Tag Archives: FAST

Adieu to Radio Astronomy at Arecibo

Peter Lobner, Updated 19 October 2022

The Arecibo Observatory (AO) on Puerto Rico has been out of service since 10 August 2020, when a three-inch auxiliary support cable slipped out of its socket and fell onto the fragile radio telescope dish below. Three months later, on 6 November 2020, a second cable associated with the same support tower broke, damaging nearby cables, causing more damage to the reflector dish, and leaving the radio telescope’s support structure in a weakened and uncertain state.

On 19 November 2020, the National Science Foundation (NSF) announced it has begun planning for decommissioning the 57-year old Arecibo Observatory’s (AO) 1,000-foot (305-meter) radio telescope due to safety concerns after the two support wires broke and seriously damaged the antenna.  You can read NSF News Release 20-010 at the following link: https://www.nsf.gov/news/news_summ.jsp?cntn_id=301674

The 1,000-foot (305-m) dish at Arecibo Observatory in better days, in Spring 2019. Source: AO/University of Central Florida (UCF)
The damaged Arecibo Observatory radio telescope in November 2020.  
Source: NSF
A view from under the damaged dish. 
Source: AO/University of Central Florida (UCF)

## Records shown
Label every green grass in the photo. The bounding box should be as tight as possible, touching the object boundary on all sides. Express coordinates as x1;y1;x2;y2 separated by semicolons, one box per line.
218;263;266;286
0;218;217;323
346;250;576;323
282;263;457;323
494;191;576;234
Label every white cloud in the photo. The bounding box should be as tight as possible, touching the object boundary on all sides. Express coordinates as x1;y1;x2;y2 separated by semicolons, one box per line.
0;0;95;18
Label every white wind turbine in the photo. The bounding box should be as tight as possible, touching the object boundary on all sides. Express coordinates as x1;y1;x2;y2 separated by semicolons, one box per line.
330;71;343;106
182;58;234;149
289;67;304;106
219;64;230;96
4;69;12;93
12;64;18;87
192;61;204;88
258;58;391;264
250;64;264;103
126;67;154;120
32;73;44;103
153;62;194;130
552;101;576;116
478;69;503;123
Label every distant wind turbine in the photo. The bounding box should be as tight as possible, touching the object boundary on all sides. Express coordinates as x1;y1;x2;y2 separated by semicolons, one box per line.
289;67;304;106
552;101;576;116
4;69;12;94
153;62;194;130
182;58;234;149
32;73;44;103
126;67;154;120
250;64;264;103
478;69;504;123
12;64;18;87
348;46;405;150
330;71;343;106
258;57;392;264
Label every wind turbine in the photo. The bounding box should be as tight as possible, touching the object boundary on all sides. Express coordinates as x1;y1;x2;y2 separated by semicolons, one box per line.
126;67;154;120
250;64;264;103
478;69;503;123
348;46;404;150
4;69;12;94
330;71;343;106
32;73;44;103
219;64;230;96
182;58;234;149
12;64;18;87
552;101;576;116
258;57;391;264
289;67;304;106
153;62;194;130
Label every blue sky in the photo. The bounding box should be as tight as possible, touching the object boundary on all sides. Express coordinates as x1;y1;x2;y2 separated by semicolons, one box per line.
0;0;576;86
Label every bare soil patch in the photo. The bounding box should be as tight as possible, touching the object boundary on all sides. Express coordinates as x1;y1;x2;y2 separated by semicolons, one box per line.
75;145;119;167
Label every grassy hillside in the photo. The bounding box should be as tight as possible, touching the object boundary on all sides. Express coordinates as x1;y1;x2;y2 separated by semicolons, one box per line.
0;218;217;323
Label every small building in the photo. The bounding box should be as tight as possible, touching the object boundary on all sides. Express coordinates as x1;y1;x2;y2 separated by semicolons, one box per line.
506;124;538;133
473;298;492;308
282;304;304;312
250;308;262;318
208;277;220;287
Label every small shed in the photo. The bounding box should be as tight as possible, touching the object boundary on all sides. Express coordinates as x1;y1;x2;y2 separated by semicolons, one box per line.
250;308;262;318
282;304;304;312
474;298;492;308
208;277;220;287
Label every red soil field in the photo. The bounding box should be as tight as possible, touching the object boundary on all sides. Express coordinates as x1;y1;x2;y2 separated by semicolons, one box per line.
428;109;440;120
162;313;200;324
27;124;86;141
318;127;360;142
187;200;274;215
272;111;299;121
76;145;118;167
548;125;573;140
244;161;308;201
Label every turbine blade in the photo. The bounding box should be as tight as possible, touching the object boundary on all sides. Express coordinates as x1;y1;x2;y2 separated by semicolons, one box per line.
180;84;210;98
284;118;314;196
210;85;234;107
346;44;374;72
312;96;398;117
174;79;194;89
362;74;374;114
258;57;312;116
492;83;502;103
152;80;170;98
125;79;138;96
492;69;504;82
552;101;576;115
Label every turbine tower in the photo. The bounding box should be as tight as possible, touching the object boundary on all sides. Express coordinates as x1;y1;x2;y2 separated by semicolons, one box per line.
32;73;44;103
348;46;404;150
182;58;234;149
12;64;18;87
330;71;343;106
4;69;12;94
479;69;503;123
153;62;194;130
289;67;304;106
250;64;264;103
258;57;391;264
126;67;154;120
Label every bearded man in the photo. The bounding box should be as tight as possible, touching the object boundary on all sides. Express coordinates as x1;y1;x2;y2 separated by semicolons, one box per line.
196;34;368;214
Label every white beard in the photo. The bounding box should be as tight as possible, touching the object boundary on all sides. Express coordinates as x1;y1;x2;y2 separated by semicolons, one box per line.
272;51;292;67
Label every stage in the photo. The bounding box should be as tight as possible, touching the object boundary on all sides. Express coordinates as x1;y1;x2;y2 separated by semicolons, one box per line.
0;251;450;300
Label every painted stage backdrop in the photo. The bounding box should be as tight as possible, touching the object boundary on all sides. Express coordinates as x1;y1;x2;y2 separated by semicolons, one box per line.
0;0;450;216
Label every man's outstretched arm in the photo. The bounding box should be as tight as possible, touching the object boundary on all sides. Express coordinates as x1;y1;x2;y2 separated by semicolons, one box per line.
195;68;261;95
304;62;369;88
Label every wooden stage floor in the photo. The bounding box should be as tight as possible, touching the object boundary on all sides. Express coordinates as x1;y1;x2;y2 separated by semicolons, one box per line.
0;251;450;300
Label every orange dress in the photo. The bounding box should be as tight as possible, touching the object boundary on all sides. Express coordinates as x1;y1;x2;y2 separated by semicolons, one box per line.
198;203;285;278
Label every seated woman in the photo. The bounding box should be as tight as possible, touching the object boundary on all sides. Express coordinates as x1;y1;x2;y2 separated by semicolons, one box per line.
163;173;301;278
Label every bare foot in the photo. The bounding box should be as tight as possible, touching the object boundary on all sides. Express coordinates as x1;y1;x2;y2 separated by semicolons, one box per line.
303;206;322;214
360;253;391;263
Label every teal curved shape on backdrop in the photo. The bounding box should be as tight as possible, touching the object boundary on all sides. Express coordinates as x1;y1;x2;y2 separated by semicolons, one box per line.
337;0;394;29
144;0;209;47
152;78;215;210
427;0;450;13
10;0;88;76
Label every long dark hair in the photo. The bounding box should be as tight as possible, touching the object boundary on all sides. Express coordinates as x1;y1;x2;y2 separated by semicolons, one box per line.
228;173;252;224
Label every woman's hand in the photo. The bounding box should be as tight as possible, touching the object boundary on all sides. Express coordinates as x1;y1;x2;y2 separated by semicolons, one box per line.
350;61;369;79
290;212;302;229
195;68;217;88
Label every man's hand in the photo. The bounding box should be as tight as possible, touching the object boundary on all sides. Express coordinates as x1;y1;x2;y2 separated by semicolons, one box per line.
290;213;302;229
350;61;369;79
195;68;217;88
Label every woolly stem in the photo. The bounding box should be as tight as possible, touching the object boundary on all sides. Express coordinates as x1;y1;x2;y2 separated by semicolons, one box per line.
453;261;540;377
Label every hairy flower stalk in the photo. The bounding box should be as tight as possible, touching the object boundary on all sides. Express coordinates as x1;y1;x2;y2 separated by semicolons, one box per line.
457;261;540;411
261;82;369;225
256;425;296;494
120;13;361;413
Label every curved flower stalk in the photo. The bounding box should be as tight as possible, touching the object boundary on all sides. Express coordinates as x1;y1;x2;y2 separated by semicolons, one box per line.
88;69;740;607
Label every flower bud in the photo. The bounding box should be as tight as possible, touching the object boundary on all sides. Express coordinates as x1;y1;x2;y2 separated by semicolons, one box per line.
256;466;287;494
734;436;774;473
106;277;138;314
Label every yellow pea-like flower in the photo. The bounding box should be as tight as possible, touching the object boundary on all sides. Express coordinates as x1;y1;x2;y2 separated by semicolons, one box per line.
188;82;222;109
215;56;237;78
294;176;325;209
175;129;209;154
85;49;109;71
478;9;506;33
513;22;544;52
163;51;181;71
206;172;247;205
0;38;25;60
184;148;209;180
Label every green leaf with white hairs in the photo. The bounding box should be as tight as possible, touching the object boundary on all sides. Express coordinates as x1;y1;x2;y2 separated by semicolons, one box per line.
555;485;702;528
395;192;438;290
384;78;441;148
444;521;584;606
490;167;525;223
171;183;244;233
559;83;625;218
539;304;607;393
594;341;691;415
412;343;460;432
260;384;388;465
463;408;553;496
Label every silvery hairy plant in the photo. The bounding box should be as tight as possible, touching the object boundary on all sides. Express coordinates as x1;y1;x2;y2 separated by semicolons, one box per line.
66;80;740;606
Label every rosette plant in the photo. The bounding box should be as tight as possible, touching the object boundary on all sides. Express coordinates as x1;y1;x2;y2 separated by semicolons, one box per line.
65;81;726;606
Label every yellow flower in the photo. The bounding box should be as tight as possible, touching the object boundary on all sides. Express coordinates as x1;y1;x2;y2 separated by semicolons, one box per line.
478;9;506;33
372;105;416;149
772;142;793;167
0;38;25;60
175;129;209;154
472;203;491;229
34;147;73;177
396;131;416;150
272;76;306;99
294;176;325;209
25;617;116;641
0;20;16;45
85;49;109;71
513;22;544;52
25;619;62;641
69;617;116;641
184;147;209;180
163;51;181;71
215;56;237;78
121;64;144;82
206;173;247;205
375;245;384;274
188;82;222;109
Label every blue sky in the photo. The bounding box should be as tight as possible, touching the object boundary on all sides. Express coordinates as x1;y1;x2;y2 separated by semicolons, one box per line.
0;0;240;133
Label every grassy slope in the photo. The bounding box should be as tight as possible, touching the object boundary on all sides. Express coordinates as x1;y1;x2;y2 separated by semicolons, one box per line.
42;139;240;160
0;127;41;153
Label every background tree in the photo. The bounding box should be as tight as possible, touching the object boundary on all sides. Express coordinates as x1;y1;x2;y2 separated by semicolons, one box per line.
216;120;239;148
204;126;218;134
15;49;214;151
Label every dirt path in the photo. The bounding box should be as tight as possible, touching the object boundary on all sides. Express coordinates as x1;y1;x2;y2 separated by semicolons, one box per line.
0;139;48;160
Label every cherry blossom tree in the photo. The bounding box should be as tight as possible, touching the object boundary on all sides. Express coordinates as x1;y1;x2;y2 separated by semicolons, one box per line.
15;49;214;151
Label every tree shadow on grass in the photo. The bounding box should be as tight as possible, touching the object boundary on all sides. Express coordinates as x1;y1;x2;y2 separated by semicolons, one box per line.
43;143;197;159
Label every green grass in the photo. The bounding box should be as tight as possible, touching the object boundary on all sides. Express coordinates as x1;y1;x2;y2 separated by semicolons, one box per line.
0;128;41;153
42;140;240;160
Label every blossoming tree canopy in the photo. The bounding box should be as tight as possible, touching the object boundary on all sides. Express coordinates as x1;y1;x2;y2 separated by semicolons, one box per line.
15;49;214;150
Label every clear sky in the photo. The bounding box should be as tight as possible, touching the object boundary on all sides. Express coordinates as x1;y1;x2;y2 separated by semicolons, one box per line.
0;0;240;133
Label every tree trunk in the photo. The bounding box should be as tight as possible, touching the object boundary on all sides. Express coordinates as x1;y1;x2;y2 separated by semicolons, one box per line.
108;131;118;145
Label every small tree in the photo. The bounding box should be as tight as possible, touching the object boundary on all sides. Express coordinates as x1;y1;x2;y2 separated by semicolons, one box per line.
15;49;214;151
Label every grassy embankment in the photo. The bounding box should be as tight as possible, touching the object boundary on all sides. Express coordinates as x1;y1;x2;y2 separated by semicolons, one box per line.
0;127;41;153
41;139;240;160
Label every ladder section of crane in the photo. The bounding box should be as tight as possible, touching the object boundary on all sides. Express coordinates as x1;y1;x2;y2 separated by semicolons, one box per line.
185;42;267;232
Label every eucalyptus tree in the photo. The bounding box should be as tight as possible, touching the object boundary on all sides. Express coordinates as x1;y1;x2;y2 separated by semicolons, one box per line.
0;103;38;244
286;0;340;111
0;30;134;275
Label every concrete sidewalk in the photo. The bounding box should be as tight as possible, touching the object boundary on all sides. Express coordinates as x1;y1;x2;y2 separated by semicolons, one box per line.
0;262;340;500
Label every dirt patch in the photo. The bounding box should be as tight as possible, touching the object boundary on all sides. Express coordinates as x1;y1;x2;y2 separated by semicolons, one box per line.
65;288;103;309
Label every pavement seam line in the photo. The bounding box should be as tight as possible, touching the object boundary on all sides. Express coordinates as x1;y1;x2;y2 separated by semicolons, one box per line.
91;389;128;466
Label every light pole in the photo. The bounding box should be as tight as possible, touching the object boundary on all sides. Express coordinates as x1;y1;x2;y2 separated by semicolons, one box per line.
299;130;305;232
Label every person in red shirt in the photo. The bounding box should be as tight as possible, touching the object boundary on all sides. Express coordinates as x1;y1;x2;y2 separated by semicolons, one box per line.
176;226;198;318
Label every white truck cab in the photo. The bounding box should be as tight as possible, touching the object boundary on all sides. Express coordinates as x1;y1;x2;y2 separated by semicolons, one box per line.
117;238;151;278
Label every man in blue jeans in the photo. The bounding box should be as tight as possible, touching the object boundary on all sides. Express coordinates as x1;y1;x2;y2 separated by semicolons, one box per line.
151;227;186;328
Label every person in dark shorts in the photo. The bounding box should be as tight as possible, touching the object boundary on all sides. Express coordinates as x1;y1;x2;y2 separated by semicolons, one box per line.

## Actions to take
• a. List every date in the article on the Arecibo Observatory that is given with a day, a month and a year.
• b. For each statement, say yes or no depending on whether it agrees with the article on the Arecibo Observatory, and quote the words from the article that decide it.
(i) The first cable to fail was a three-inch auxiliary support cable.
(ii) The second cable broke one month after the first.
(iii) The radio telescope slated for decommissioning was 57 years old.
• c. Continue the article on the Arecibo Observatory from the point where it stops.
None of the items is needed for this work.

## Results for each task
• a.
- 19 October 2022
- 10 August 2020
- 6 November 2020
- 19 November 2020

• b.
(i) Yes: "a three-inch auxiliary support cable slipped out of its socket and fell onto the fragile radio telescope dish below"
(ii) No: "Three months later, on 6 November 2020, a second cable associated with the same support tower broke"
(iii) Yes: "the 57-year old Arecibo Observatory’s (AO) 1,000-foot (305-meter) radio telescope"

• c.
The NSF website for AO is at the following link:  https://www.naic.edu/ao/telescope-description

This website includes a timeline summarizing the most important discoveries made by AO since 1967: https://www.naic.edu/ao/legacy-discoveries

Not included in the NSF timeline is the 1974 first-ever broadcast into deep space of a powerful signal that could alert other intelligent life to our technical civilization on Earth. The 1,679 bit “Arecibo Message” was directed toward the globular star cluster M13, which is 22,180 light years away. The message will be in transit for another 22,134 years.

The Arecibo Message. Source:  SETI

You’ll find a description of the Arecibo Message on the SETI website here: https://www.seti.org/seti-institute/project/details/arecibo-message

A key capability lost is AO’s planetary radar capability that enabled the large dish to function as a high-resolution, active imaging radar.  You’ll find examples of AO’s radar images of the Moon, planets, Jupiter’s satellites, Saturn’s rings, asteroids and comets on the NSF website here:  https://www.naic.edu/~pradar/radarpage.html

More impressive than the still images were animations created from a sequence of AO radar images, particularly of passing asteroids.  The animations defined the motion of the object as it flew near Earth. As an example, you can watch the following short (1:07 minutes) video, “Big asteroid 1998 OR2 seen in radar imagery ahead of fly-by”:

The US still has a reduced capability for planetary radar imaging with NASA’s Deep-Space Network’s Uplink Array.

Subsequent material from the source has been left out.